§ **Reading text**:
2+ feet of cold smoke fell and we called in sick.
Powder Flu.

Now I'm stuck here... again.... Like many of you may be.
But I cheered myself up thinking bout my bigwall hissy fit on a pitch of Tis-sa-ack - withMidge and Bam Bam. At the base of the tiered Viser roofs I led up to the last steep section...to the left, the upside down tiers looked scary and sharp, with potential swinging to a poky spur. Didn't look like A2 to me...which is usually bomber but awkward in my old book. Anyway, a variation led straight up and out using heads and thin stuff, ending with heads in opposition at the lip.

That opposition thing couldn't be good. Freaking typical...last pitch...so ready to relax...I think A2 out the Visor will be wild but fun...instead I'm about to cry cause I can't find an easy way...like the topo said it would be.

Shock-Anger-Sadness-Acceptance.
What a gumbi.
Shock-Anger-Sadness-Acceptance.

Shock-Anger-Sadness-Acceptance.
I'm a gumbi.
Shock-Anger-Sadness-Acceptance.


Bam Bam and Midge yell up encouraging things (hoping I don't come down and they have to do it - rat bastards - it was Midges pitch, technically).


I get soooo pissed during the Anger phase that I start name and cussing the great sand baggers...a huge list really, that I yelled out...like, "Robbins, phuque that guy...and the Bird...and EC Joe, and Benowitz, and all those guys putting up Cody Ice" (I heard later that our Friend Mute heard me all the way over on the NW Face).

Finally got somewhat composed, looked at Bam Bam and asked him calmly if I missed anyone, tears down my cheeks, and a smile breaking out on Bam's Bam's face. I sent the thin line with heads and mantled a wild shelf up to the very lip where four old bolts greeted me. I was stoked (beautiful bolts!) and lit a smoke to stop shaking. Gumbi yes, but it was a really cool perch to have a smoke.

[Entries from a pointing dataset]
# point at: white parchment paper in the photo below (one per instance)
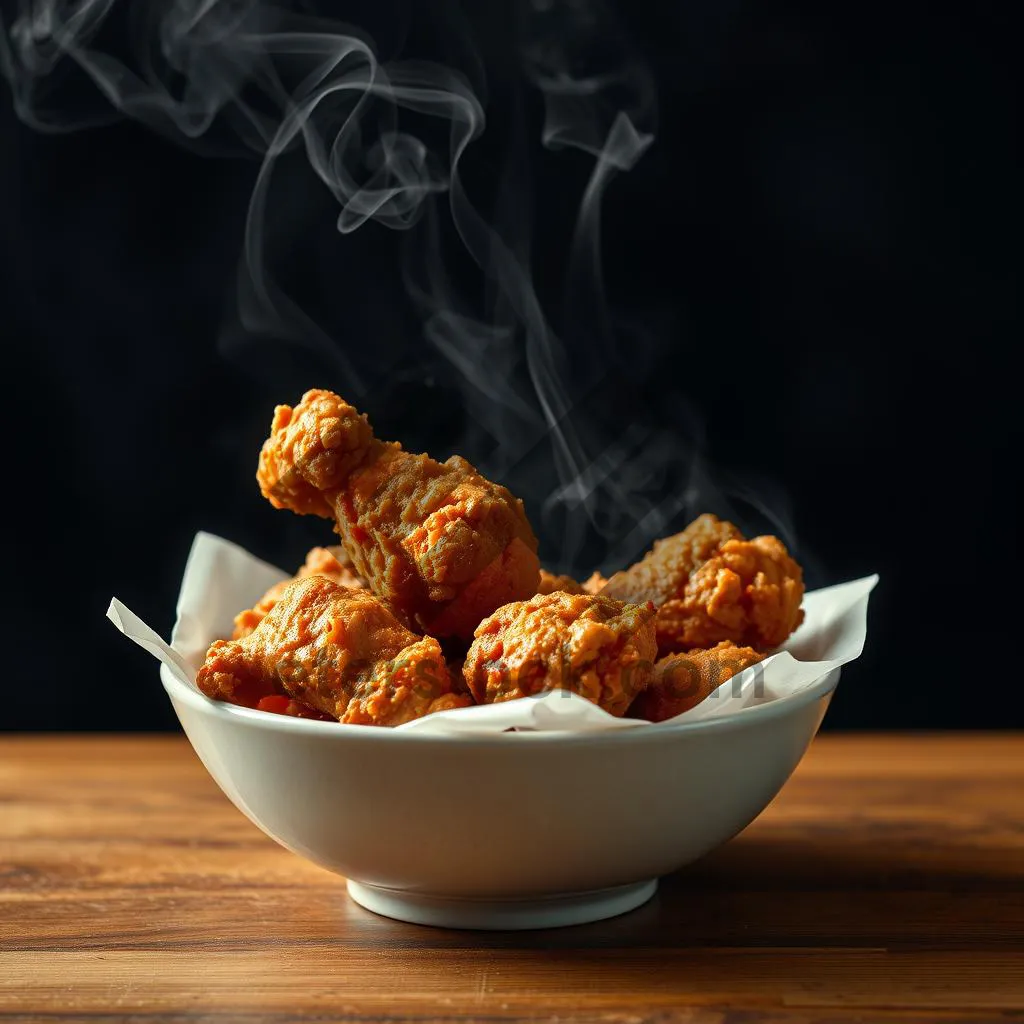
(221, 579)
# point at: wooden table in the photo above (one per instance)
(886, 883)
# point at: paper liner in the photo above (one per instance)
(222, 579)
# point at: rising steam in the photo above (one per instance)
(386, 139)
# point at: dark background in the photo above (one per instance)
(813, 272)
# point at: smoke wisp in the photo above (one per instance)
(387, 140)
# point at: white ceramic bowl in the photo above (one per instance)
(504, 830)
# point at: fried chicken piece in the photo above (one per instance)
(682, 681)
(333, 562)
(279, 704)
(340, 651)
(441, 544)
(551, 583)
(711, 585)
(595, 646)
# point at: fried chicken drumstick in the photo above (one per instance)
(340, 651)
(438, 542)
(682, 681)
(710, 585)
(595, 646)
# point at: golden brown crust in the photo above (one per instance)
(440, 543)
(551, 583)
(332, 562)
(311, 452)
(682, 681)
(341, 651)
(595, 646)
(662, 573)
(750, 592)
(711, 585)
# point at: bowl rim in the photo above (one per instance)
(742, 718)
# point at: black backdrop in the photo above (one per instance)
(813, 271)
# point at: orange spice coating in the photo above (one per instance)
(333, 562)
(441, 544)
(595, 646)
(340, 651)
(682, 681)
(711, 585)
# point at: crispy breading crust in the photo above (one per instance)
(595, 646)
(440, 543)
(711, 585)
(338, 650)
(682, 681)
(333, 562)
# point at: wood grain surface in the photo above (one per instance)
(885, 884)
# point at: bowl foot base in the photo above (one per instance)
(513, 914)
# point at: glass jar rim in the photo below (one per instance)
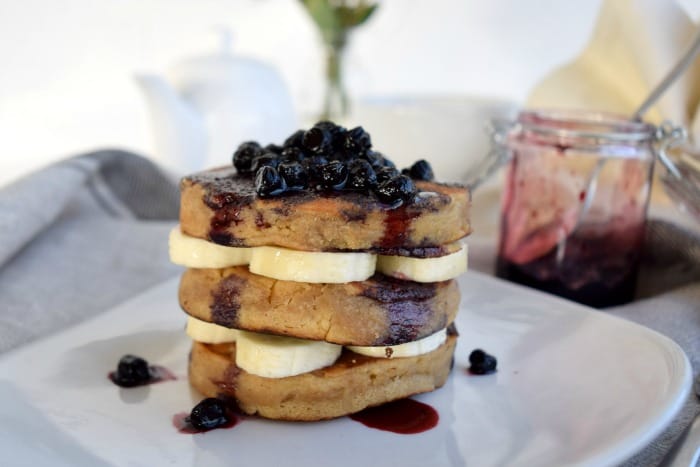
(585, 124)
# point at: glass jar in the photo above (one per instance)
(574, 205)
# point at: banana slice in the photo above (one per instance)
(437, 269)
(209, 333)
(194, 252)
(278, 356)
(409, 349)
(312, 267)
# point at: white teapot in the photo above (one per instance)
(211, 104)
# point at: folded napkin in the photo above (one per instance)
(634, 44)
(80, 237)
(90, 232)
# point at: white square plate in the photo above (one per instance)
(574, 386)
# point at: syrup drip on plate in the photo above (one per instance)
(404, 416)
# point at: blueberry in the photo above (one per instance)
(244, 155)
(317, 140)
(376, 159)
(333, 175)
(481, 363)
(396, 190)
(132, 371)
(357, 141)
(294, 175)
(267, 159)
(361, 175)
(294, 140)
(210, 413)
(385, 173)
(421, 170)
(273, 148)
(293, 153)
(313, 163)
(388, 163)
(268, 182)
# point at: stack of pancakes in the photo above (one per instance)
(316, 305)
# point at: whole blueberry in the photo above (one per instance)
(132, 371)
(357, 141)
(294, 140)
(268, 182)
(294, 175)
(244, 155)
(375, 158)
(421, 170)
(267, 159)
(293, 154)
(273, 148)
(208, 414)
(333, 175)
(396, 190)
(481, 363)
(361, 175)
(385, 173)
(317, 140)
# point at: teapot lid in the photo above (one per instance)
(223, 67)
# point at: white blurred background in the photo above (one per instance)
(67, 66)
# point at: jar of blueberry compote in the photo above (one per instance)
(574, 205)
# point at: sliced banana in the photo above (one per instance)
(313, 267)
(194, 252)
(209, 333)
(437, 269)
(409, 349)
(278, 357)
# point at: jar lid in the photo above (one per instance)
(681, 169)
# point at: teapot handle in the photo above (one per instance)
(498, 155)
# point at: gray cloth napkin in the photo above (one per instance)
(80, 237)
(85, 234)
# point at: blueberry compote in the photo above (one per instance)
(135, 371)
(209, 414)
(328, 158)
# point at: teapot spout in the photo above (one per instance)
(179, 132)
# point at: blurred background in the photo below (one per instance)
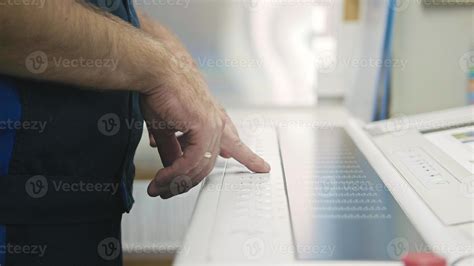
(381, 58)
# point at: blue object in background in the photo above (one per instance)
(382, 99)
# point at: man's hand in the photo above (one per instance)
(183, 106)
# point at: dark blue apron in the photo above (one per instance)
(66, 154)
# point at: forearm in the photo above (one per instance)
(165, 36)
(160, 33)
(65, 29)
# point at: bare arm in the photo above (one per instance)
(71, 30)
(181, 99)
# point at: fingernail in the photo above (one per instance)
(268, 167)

§ **Exercise instructions**:
Translate this sentence from the climbing story above into Spanish: "I was stoked (beautiful bolts!) and lit a smoke to stop shaking."

§ **Output of the exercise**:
Estaba eufórico (¡qué pernos tan bonitos!) y encendí un cigarrillo para dejar de temblar.